WHAT IS REQUIRED
Repeat all entries exactly.

STORED DATA
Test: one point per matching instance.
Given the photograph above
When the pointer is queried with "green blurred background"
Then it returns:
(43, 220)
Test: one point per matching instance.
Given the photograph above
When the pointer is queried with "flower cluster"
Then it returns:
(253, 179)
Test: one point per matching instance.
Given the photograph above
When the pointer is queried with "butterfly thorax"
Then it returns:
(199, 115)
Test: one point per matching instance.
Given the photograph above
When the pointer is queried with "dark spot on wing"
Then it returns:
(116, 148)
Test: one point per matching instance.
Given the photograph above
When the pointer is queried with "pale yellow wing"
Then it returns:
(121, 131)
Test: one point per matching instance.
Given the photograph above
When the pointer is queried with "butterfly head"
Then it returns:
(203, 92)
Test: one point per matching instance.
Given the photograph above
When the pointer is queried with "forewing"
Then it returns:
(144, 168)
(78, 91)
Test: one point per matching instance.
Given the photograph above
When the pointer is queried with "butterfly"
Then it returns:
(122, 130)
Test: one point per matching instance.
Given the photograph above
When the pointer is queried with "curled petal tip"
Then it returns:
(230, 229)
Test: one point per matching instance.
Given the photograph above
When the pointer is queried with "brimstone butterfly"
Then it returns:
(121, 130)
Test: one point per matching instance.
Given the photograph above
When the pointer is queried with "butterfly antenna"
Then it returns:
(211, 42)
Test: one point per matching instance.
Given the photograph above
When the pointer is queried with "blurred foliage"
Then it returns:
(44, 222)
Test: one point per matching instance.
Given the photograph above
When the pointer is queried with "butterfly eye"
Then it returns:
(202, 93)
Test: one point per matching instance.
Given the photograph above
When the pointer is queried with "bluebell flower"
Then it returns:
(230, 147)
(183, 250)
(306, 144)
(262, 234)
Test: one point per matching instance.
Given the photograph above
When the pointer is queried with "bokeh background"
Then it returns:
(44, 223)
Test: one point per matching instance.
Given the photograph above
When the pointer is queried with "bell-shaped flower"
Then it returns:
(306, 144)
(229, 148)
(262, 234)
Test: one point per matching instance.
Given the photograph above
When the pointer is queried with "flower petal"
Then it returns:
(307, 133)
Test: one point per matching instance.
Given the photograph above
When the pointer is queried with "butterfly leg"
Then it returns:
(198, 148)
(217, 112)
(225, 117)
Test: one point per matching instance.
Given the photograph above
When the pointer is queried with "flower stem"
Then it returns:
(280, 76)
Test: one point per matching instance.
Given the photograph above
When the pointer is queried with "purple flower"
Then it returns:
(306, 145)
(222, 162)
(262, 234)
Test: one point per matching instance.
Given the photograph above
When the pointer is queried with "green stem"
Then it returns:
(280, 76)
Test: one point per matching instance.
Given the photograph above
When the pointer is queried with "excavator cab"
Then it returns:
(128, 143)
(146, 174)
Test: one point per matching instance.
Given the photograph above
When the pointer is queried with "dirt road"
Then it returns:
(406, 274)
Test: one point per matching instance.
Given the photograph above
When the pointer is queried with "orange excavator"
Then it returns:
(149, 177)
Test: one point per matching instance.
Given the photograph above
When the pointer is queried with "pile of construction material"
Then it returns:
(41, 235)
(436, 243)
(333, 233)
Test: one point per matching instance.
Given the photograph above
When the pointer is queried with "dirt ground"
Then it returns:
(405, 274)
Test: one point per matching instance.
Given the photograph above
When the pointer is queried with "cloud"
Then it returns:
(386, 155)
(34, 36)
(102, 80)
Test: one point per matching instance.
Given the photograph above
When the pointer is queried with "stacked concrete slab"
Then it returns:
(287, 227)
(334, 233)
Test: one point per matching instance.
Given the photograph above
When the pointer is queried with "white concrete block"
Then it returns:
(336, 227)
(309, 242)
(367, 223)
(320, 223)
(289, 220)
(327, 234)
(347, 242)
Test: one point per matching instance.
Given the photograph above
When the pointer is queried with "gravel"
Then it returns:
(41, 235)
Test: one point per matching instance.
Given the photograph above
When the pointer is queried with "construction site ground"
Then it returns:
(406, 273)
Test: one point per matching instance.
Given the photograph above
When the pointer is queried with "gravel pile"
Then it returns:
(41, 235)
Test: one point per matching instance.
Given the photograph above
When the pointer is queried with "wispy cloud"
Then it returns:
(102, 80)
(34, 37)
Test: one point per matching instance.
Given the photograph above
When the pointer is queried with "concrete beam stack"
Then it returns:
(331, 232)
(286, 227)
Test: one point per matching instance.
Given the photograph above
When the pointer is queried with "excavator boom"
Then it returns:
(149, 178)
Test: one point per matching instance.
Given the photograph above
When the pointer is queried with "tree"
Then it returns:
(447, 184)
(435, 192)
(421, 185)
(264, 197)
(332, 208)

YOUR RESPONSE
Test: one point per matching instance.
Given the photograph above
When the pointer is queried with "green blurred background"
Then it returns:
(43, 220)
Test: one point per matching instance.
Given the photograph above
When the pointer is queried with "flower cluster"
Then it returns:
(253, 179)
Test: one point per matching instance.
Given the photograph above
When the pointer is queried with "butterfly thorax"
Then it returns:
(199, 115)
Test: one point per matching instance.
Given the photograph above
When the pointer is queried with "dark spot on wing"
Then it returns:
(116, 148)
Test: one point per matching instance.
Given the photograph above
When the pointer is queried with "pale yellow wing"
Then it returns:
(121, 131)
Test: one point per matching instance.
Given the photograph above
When the pointer is queried with "butterfly head"
Then it returns:
(203, 92)
Test: one point per matching instance.
Given the photograph above
When the pointer is queried with "forewing"
Then it returns:
(144, 168)
(78, 91)
Test: one point per matching instance.
Given the photograph above
When the pointer is queried with "butterfly"
Then it returns:
(122, 130)
Test: one point per matching instance.
Given the photograph above
When the pointer is queried with "curled petal tip"
Then it returns:
(230, 229)
Test: one point per matching instance.
Given the photograph above
When the pointer is queried with "brimstone butterfly"
Then it returns:
(121, 130)
Test: one point per matching instance.
Given the photograph above
When the pointer is queried with "butterfly antenna"
Then it returns:
(211, 42)
Test: one point per matching instance.
Given the photograph above
When the pointer is queried with "blurred foliage"
Then it returns:
(44, 222)
Test: one point per matching instance.
Given the photograph above
When the pointer is queried with "butterfly eye"
Then it returns:
(202, 93)
Test: one point per matching instance.
Given the photograph above
When the pointer is queried with "bluebell flower"
Then it returns:
(230, 147)
(183, 250)
(306, 144)
(262, 234)
Test: one point per matching instance.
Given the photograph above
When the pointer is queried with "bokeh background"
Then it returns:
(44, 223)
Test: one point per matching instance.
Given the photograph above
When the pointer is queried with "bell-shaped flower"
Then it returns:
(306, 144)
(229, 148)
(262, 234)
Test: one point per matching instance.
Given the photograph above
When the pointer is queried with "flower petal"
Then it returns:
(307, 133)
Test: one point per matching instance.
Given the photograph above
When the pointer is queried with "butterfly leg"
Then it returns:
(198, 148)
(217, 112)
(225, 117)
Test: one point per matching instance.
Given the photograph above
When the pointer is queried with "flower stem"
Then it returns:
(280, 76)
Test: one point per matching instance.
Given the photograph above
When the pointer is queried with "purple flower"
Then it returns:
(306, 145)
(222, 162)
(262, 234)
Test: one point per matching instance.
Given the photograph above
When the pointer is queried with "green stem"
Then it returns:
(280, 76)
Test: one point per matching instance.
Given the photograph above
When the pointer is queried with "excavator cab"
Then it returns:
(128, 143)
(146, 174)
Test: one point per matching instance.
Given the photograph above
When the pointer is queried with "dirt road"
Then it returns:
(406, 274)
Test: one point per matching instance.
Given the photograph above
When the pointer is queried with "orange excavator"
Then it returns:
(149, 177)
Test: one point per matching instance.
Given the photograph above
When the pointer is queried with "pile of construction material"
Then it returns:
(41, 235)
(436, 243)
(333, 233)
Test: one point per matching instance.
Given the photograph above
When the pointer is queried with "dirt ground"
Then it returns:
(405, 274)
Test: one point per matching instance.
Given the photograph above
When the pointer is queried with "cloud"
Then it returns:
(386, 155)
(34, 36)
(102, 80)
Test: one point per matching instance.
Given the photograph above
When the pointer is queried with "stacked concrete slab"
Then it returns:
(287, 227)
(334, 233)
Test: one point per matching instance.
Given the photograph above
When the pointer is queried with "white concrete block"
Then it returns:
(336, 227)
(309, 242)
(367, 223)
(320, 223)
(289, 220)
(327, 234)
(347, 242)
Test: one point per matching instance.
Given the photograph above
When the pointer is queried with "gravel"
Then it returns:
(41, 235)
Test: one point per matching instance.
Given the photograph above
When the pointer is queried with "construction site ground"
Then it returns:
(406, 273)
Test: one point per matching instance.
Given the photograph above
When the pointer is queried with "gravel pile"
Then it returns:
(41, 235)
Test: one point per matching instance.
Given the photograph above
When the pointer is queried with "wispy cloud"
Then it returns:
(102, 80)
(34, 37)
Test: one point per matching instance.
Given the photograph above
When the pointer is queried with "concrete beam stack"
Then it returns:
(331, 232)
(286, 227)
Test: one point per matching instance.
Given the photograph above
When the pointer is queried with "excavator boom"
Then it returns:
(149, 178)
Test: one point per matching instance.
Given the photograph above
When the pointer is queried with "tree"
Then it returns:
(447, 184)
(435, 192)
(421, 185)
(264, 197)
(332, 208)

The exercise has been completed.